**Article**
┌──
[IN THE COURT OF APPEAL.]

THE GAGARA

[1919] P. 95

[1919 Fol. 2.]
 

COUNSEL: Inskip K.C., Dumas and J. Ellis Cunliffe for the appellants
Bateson K.C. and F. Hinde for the respondents.

SOLICITORS: For the appellants: Ince, Colt, Ince & Roscoe.
For the respondents: Wm. A. Crump & Sons.

JUDGES: Bankes L.J., Warrington L.J. and Duke L.J.

DATES: 1919 Feb. 13, 14.
 

Admiralty – International Law – Jurisdiction – Impleading a Sovereign Power – Status of Esthonian Government – Provisional Recognition – De facto Independence – International Comity.

On a motion to set aside a writ in rem claiming possession of a vessel in the possession of the Esthonian Government the Court invited the assistance of the Foreign Office as to the status of the Esthonian National Council. The Attorney-General on behalf of the Foreign Office stated that His Majesty’s Government had, for the time being, and with all necessary reservations as to the future, recognized the Esthonian National Council as a de facto independent body and had received an informal diplomatic representative of the Provisional Government:-

Held, affirming the decision of Hill J., that such provisional recognition accorded, for the time being, to the Esthonian National Council the status of a foreign Sovereign; that to permit the arrest of the vessel would be contrary to principles of international comity, as it would compel the Esthonian Government, whose sovereignty was entitled to be respected, to submit to the jurisdiction of the British Courts; and that the writ and all subsequent proceedings must be set aside.

APPEAL from a decision of Hill J., sitting in Admiralty, setting aside a writ in rem and all subsequent proceedings against the steamship Gargara.

The facts, as found by the learned judge, were as follows:- The plaintiffs, described in the writ as the West Russian [*96] Steamship Co., Ld., on January 1, 1919, procured to be issued out of the Admiralty Court a writ in rem against “the steamship Gargara, now sailing under the name of the Kajak, and the parties interested in the said steamship.” In the affidavit to lead warrant of arrest the plaintiffs were stated to be a corporate body having their registered office at Petrograd and to be the true and lawful owners of the said steamship. The writ was endorsed with a claim for possession. On January 9 appearance under protest was entered and a summons was taken out asking that the writ, service, and all subsequent proceedings be set aside on the ground that the owners of the Gargara were the Esthonian Government. The matter having been adjourned into court, the summons was amplified by a notice of motion alleging (1.) that the Court had no jurisdiction; (2.) that, if it had, it ought in its discretion to refuse to entertain the suit. The grounds on which it was said the Court had no jurisdiction were (a) that the dispute was between two foreigners as to a foreign ship; (b) that the ship was the property and in the service of the Esthonian Government; and (c) that she had been properly and lawfully condemned as prize by a decree of the Esthonian Government.
└──
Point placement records
┌──
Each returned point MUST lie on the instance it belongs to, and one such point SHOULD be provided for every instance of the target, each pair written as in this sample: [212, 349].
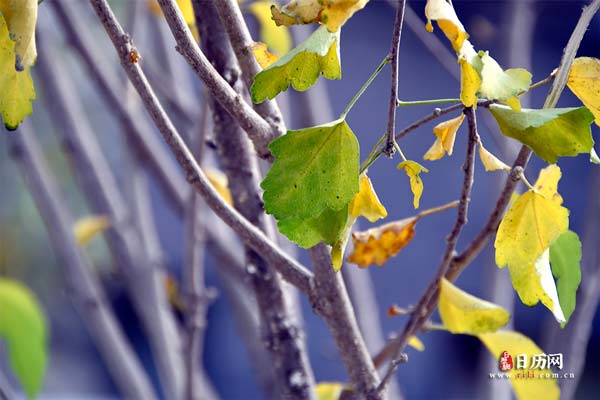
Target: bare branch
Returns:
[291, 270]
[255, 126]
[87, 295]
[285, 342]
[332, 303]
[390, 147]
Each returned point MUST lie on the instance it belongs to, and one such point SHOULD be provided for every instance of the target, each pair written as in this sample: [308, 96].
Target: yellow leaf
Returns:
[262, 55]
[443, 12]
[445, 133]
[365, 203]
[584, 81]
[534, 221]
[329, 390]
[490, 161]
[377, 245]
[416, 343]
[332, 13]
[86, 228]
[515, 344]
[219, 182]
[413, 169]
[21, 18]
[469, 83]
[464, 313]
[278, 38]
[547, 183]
└──
┌──
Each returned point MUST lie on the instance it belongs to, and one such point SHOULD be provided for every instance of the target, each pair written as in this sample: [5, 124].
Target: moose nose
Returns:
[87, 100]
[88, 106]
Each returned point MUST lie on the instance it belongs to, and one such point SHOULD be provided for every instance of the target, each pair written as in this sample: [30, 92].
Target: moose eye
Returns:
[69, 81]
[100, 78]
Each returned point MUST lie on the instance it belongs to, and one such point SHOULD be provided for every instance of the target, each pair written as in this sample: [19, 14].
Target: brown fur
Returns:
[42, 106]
└──
**Problems to solve**
1. Rewrite the passage of the law report on The Gagara that opens with the words containing "For the respondents: Wm." and closes with "Independence – International Comity.", putting "Estonian Government" wherever "Esthonian Government" occurs.
2. Carry on the law report on The Gagara from the point at which it stops.

**Responses by task**
1.
For the respondents: Wm. A. Crump & Sons.

JUDGES: Bankes L.J., Warrington L.J. and Duke L.J.

DATES: 1919 Feb. 13, 14.
 

Admiralty – International Law – Jurisdiction – Impleading a Sovereign Power – Status of Estonian Government – Provisional Recognition – De facto Independence – International Comity.

2.
It appeared from the affidavits filed on behalf of the plaintiffs that the plaintiff company purchased the Gargara in 1914, and she was registered in the name of the company as owners at Petrograd under the Russian merchant flag. During the earlier part of the war the vessel was under some form of requisition in the service of the Imperial Government, and afterwards, by arrangement with the company, in the service of the succeeding Government. The Bolshevik Government having come into power, on June 21, 1918, declared the whole of the Russian mercantile fleet to be national property and ordered the Gargara, then lying at Petrograd, to be repaired. In the autumn of 1918 the Bolshevik Government loaded a cargo of wood on the vessel, and sent her on a voyage to Copenhagen under the captain who had originally been appointed by the company together with some of the old crew and others put on board by the Bolshevik Government. In the course of this voyage it [*97] appeared that the Gargara put into Reval, where she was captured by the Esthonians.

From the affidavits filed on behalf of the Esthonian Government it appeared that the Gargara was flying the red flag of the Bolshevik Government and she was accordingly condemned as prize of war, not by bringing her before a Prize Court, but by a decree of the Government. She was then, under the name of the Kajak, registered at Reval as of Esthonian nationality and subject to the ownership of the Esthonian Republic. A new master was appointed by the Esthonian Provisional Government, and by their instructions a bill of lading, dated December 13, 1918, was signed by him for the cargo shipped by that Government to be delivered in London to their representative. The vessel, manned by a crew appointed by the Esthonian Government, then left under the Esthonian flag for London, where she arrived late in December.

The plaintiffs on December 14, from their branch office at Reval, had sent a protest to the Esthonian Government against the seizure of the Gargara, but without success, and accordingly the managing director, holding the company’s power of attorney, issued the writ, the subject of the present proceedings.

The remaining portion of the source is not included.